--- Begin Record list ---
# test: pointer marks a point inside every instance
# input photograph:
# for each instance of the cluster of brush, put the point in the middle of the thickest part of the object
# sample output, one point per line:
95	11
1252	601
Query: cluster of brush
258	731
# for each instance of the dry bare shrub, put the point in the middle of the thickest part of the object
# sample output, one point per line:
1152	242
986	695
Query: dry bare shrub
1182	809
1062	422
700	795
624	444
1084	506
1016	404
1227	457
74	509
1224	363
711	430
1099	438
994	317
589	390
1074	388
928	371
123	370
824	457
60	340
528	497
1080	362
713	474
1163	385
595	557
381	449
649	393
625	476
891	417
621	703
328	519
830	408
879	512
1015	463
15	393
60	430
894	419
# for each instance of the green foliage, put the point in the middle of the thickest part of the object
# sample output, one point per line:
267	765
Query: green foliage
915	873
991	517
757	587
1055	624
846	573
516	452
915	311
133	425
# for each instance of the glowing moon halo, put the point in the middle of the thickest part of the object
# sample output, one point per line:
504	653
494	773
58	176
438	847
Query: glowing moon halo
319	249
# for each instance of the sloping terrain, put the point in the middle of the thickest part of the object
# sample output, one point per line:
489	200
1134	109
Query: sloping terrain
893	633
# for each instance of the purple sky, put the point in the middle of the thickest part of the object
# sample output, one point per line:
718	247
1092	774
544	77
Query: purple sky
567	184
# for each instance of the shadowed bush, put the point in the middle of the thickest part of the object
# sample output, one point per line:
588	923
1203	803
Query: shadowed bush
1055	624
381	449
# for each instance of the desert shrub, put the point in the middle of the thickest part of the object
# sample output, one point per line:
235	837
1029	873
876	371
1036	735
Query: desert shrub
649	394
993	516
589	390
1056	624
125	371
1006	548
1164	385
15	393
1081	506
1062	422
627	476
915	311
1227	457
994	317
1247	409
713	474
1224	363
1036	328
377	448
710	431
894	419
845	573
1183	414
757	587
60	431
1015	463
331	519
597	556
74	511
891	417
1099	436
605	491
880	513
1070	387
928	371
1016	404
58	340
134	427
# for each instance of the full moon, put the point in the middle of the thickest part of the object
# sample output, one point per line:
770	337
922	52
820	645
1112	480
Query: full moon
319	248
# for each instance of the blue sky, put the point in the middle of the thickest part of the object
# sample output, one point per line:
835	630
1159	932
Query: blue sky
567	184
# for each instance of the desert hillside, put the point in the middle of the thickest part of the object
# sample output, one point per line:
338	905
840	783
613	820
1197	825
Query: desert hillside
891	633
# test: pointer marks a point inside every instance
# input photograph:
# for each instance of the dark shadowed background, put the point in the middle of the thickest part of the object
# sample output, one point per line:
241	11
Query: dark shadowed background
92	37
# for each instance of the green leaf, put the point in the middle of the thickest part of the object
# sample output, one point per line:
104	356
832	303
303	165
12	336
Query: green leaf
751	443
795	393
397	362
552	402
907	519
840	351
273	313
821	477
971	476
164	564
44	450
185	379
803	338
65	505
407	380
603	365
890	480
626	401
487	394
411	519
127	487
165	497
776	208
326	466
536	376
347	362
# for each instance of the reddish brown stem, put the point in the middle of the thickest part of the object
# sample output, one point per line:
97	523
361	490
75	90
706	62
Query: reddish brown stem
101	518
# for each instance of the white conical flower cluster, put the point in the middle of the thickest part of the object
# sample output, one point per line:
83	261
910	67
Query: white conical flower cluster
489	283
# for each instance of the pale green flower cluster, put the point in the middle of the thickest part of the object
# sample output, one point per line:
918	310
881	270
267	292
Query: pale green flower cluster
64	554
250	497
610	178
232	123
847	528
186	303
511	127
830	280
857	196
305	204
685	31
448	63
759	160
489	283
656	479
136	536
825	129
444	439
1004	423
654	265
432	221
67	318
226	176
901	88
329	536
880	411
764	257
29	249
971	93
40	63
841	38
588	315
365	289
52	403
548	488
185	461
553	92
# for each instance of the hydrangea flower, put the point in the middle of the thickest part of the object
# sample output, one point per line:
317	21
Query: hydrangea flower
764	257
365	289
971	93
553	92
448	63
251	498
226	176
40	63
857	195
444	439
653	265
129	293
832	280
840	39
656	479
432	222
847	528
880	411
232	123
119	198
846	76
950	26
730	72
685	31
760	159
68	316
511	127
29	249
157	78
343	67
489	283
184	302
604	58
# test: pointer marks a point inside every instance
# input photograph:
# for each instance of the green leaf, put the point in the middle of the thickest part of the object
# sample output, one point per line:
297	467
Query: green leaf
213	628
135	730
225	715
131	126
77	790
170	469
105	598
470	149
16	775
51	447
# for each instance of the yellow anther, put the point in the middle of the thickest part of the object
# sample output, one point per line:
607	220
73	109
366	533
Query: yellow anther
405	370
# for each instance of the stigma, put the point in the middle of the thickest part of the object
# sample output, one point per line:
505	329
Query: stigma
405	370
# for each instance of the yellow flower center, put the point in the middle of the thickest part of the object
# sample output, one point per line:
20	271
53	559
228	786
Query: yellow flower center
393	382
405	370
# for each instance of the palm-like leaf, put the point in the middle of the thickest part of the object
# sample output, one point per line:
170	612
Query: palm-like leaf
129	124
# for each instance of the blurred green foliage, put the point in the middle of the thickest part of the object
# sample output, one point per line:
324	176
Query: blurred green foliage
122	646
--- End Record list ---
• [Exercise]: The entries above must be returned in full, exactly as shown.

• [Correct answer]:
# test: pointer marks a point inside every instance
# input photograph:
# for each instance of the cluster of brush, put the point in the middle of the thickest part of the object
# sample output, one point per line:
95	11
1252	601
Query: cluster of brush
258	731
# for each instance of the dry bare shrub, put the point in the middle of the thickest part of the object
# sample output, one point per line:
1152	242
986	695
Query: dry bare shrub
1182	809
1062	422
700	795
624	444
1084	506
1016	404
1227	457
74	509
1224	363
711	430
1099	438
994	317
589	390
1074	388
928	371
123	370
824	457
60	340
528	497
1080	362
713	474
1163	385
595	557
381	449
649	393
625	476
891	417
621	703
328	519
830	408
879	512
1015	463
15	393
60	430
894	419
# for each instance of the green foliage, put the point in the middle of the thickest part of the object
# sample output, one point per line:
267	765
Query: green foliage
915	873
991	517
757	587
1055	624
846	573
516	452
915	311
133	425
# for each instance of the glowing moon halo, put the point in the middle of the thickest part of the object
# sample output, one point per line:
504	653
494	773
58	176
438	847
Query: glowing moon halo
319	249
# for each instance of the sloping terrain, put the point in the middle of the thickest part of the object
# sample output, one point per line:
489	200
1134	109
Query: sloping terrain
893	633
# for each instance of the purple sky, put the point in the middle of the thickest part of the object
# sample output, one point per line:
718	247
1092	774
544	77
Query: purple sky
567	184
# for each instance of the shadowed bush, put the point in the middle of the thickest part of the object
# sample output, one point per line:
588	923
1203	803
Query: shadowed bush
1055	624
381	449
# for each instance of the desert shrub, put the point in the middle of the thickest part of the object
# sample output, one point per line:
235	837
1029	873
876	371
1036	735
Query: desert shrub
649	394
993	516
589	390
1056	624
125	371
1006	548
1164	385
15	393
1081	506
1062	422
627	476
915	311
1227	457
994	317
1247	409
713	474
1224	363
1036	328
377	448
710	431
894	419
845	573
1183	414
757	587
60	431
1015	463
331	519
597	556
74	511
891	417
1099	436
605	491
880	513
1070	387
928	371
1016	404
58	340
134	427
# for each instance of the full moon, put the point in the middle of the thickest part of the object
# sample output, one point per line:
770	337
922	52
820	645
1112	480
Query: full moon
319	248
# for each instance of the blue sky, put the point in the middle of the thickest part of the object
# sample output, one point per line:
835	630
1159	932
Query: blue sky
567	184
# for each instance of the desert hillside, put the point in the middle of the thickest part of the object
# sample output, one point per line:
338	905
840	783
613	820
1197	825
Query: desert hillside
891	633
# test: pointer marks a point inside every instance
# input photograph:
# for each instance of the dark shadowed background, put the point in the middle of the thickest part of the object
# sample output, one point per line:
241	11
Query: dark shadowed background
92	37
# for each instance of the green leaf, put the point in the middle of the thickest part of the object
# sample output, one point per line:
104	356
832	303
303	165
12	336
Query: green leaf
751	443
795	393
397	362
552	402
907	519
840	351
273	313
821	477
971	476
164	564
44	450
185	379
803	338
65	505
407	380
603	365
890	480
626	401
487	394
411	519
127	487
165	497
776	208
326	466
536	376
347	362
# for each instance of the reddish brown stem, put the point in the middle of the thickest part of the object
# sample output, one point per line:
97	523
361	490
75	90
706	62
Query: reddish brown stem
101	518
# for each instance of the white conical flower cluster, put the point in the middle of the thickest part of the object
# sample output, one point per line:
83	261
910	67
Query: white conical flower cluster
489	283
# for each instance of the pale green flower cluster, put the point in the middle of the thickest part of the object
# sample output, one point per line:
918	310
881	270
267	292
Query: pale green flower cluster
64	554
250	497
610	178
232	123
847	528
186	303
511	127
830	280
857	196
305	204
685	31
448	63
759	160
489	283
656	479
136	536
825	129
444	439
1004	423
654	265
432	221
67	318
226	176
901	88
329	536
880	411
764	257
29	249
971	93
40	63
841	38
588	315
365	289
52	403
548	488
185	461
553	92
# for each instance of the hydrangea flower, put the point in the middle of the thickest part of the object
# sample output, one point per line:
317	21
Query: hydrangea flower
764	257
365	289
971	93
553	92
448	63
251	498
226	176
40	63
857	195
444	439
653	265
129	293
832	280
840	39
656	479
432	222
847	528
880	411
232	123
119	198
846	76
950	26
730	72
685	31
760	159
68	316
511	127
29	249
157	78
343	67
489	283
184	302
604	58
# test: pointer marks a point inside every instance
# input photograph:
# for each instance of the green leaf, put the point in the middle of the thickest part of the object
# sample output, one point per line:
297	467
Query: green leaf
213	628
135	730
225	715
131	126
77	790
170	469
105	598
470	149
16	775
51	447
# for each instance of the yellow anther, put the point in the middle of the thickest part of the object
# sample output, one point per line:
607	220
73	109
366	533
Query: yellow anther
405	370
# for each instance of the stigma, put the point in the middle of the thickest part of the object
# sample output, one point per line:
505	329
Query: stigma
405	370
# for each instance of the yellow flower center, put the point in the middle of the thickest part of the object
# sample output, one point per line:
20	271
53	559
228	786
Query: yellow flower center
393	382
405	370
# for each instance of the palm-like leaf, put the point in the middle of the thickest part of the object
# sample output, one point per line:
170	612
Query: palm-like leaf
129	124
# for each instance of the blurred green foliage, put the point in the middle of the thickest part of the object
# sample output, one point per line:
324	176
Query: blurred green foliage
122	646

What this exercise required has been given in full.